Your objective:
Gather every line of the listing below that contains the word "metal". Case matters.

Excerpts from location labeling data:
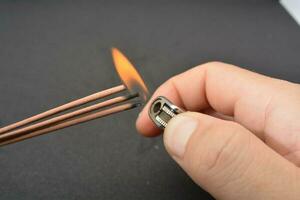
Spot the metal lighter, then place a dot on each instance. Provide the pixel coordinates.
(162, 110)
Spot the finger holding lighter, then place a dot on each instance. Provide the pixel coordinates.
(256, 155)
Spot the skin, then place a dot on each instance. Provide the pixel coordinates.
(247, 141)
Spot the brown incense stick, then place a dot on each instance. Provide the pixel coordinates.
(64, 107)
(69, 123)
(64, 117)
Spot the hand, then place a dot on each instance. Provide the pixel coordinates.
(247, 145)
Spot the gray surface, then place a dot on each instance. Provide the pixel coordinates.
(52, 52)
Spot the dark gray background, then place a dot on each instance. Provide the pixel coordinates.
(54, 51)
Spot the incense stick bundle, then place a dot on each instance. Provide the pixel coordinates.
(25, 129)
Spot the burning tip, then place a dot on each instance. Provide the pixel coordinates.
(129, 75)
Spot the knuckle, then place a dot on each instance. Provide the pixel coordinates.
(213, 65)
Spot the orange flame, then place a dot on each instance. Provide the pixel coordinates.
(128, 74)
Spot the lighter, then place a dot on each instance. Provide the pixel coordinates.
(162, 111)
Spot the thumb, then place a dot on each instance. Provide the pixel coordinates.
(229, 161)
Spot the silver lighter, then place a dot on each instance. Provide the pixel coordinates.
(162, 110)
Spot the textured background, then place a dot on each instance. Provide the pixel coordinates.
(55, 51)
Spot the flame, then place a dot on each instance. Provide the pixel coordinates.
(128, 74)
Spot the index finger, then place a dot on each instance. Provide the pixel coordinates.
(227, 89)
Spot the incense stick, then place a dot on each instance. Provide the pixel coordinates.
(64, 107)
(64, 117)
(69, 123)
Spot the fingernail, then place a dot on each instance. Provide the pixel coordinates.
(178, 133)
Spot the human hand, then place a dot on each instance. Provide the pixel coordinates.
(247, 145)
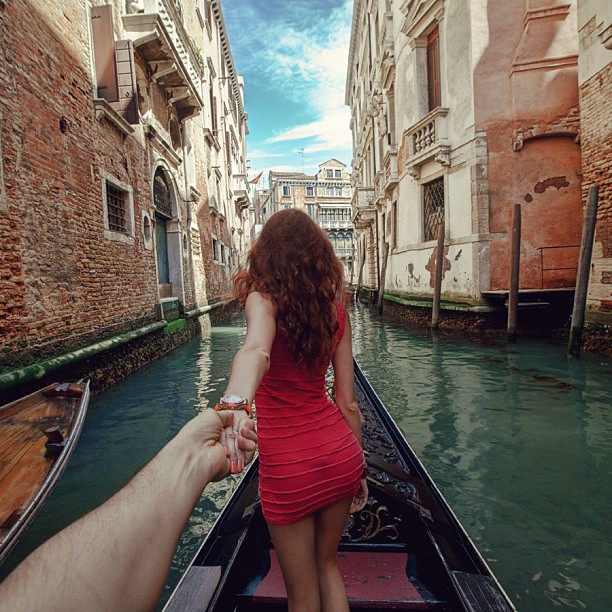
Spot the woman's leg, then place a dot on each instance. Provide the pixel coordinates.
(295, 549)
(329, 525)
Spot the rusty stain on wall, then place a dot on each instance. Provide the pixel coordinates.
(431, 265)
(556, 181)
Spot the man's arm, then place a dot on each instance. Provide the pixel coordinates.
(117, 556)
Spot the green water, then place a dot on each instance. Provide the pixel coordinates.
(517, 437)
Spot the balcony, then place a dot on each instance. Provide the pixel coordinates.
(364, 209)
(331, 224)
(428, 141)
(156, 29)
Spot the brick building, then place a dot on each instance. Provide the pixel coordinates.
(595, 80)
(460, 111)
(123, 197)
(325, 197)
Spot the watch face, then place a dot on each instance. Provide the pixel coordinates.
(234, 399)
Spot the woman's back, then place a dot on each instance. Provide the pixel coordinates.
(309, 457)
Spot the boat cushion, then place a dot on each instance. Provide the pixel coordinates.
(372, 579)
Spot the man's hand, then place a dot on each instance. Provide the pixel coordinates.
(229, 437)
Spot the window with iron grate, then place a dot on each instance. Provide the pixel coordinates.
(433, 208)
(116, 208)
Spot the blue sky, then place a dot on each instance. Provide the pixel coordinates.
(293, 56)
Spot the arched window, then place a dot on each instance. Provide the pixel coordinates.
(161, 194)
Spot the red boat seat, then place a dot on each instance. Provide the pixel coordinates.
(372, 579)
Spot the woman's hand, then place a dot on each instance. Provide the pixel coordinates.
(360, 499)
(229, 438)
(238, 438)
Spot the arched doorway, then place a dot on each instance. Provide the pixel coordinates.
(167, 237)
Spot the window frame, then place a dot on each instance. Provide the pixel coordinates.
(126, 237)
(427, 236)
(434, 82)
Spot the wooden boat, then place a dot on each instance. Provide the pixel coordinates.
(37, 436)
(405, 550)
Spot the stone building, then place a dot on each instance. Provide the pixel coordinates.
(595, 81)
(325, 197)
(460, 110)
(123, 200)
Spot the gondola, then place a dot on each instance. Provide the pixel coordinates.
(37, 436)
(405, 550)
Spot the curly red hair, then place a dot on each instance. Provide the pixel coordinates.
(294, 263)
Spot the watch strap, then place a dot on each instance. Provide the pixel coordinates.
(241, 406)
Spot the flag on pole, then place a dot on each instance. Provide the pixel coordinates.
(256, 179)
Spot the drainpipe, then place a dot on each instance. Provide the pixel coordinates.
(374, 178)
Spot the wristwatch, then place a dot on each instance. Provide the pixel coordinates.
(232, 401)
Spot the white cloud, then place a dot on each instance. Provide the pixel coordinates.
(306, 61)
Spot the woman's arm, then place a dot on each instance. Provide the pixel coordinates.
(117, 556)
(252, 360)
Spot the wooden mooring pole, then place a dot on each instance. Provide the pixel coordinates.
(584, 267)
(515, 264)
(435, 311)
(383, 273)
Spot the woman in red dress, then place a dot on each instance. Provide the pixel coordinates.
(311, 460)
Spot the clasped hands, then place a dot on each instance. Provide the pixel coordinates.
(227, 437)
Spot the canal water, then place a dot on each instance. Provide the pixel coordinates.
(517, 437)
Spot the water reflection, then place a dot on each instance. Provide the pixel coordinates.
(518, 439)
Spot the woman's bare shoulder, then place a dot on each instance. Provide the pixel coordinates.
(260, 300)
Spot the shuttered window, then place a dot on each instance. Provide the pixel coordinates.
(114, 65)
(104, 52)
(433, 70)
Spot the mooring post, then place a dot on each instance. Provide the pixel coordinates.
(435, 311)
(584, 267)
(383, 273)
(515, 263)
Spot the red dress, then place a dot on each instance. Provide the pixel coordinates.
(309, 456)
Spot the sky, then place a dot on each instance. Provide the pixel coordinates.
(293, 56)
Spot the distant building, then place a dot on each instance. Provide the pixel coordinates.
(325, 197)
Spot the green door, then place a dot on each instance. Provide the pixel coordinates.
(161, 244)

---

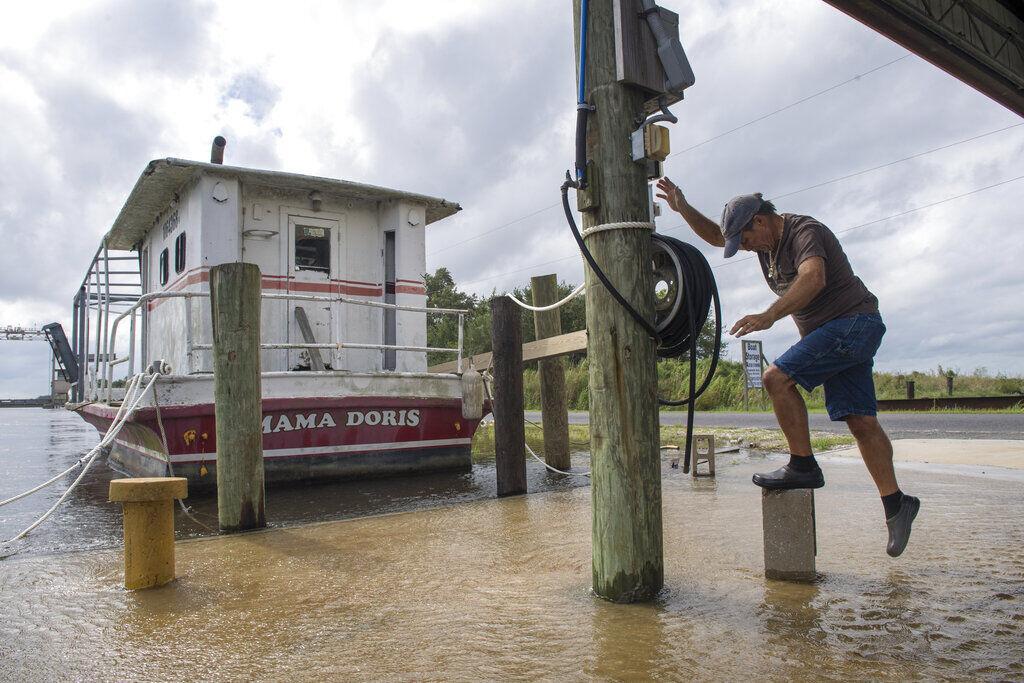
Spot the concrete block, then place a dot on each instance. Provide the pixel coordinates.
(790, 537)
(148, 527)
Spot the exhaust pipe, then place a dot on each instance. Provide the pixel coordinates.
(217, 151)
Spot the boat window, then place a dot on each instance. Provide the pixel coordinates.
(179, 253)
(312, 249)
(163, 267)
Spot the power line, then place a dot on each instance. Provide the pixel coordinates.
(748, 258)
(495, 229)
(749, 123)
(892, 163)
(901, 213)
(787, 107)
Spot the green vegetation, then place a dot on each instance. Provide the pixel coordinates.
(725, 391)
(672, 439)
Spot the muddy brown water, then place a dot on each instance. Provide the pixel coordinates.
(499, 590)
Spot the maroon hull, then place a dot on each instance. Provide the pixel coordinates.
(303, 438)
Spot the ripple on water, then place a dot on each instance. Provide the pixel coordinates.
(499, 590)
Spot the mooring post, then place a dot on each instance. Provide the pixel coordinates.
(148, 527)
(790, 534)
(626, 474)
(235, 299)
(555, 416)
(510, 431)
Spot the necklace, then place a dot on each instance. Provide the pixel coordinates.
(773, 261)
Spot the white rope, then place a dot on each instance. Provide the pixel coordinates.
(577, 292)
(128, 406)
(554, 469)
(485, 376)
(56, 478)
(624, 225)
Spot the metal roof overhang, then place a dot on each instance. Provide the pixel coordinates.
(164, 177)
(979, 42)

Task response:
Spot the metal lighter, then place a dot on each instance. Provide the pixel coordinates.
Spot the metal roof overhang, then place a dot on each instance. Provide the pixel coordinates.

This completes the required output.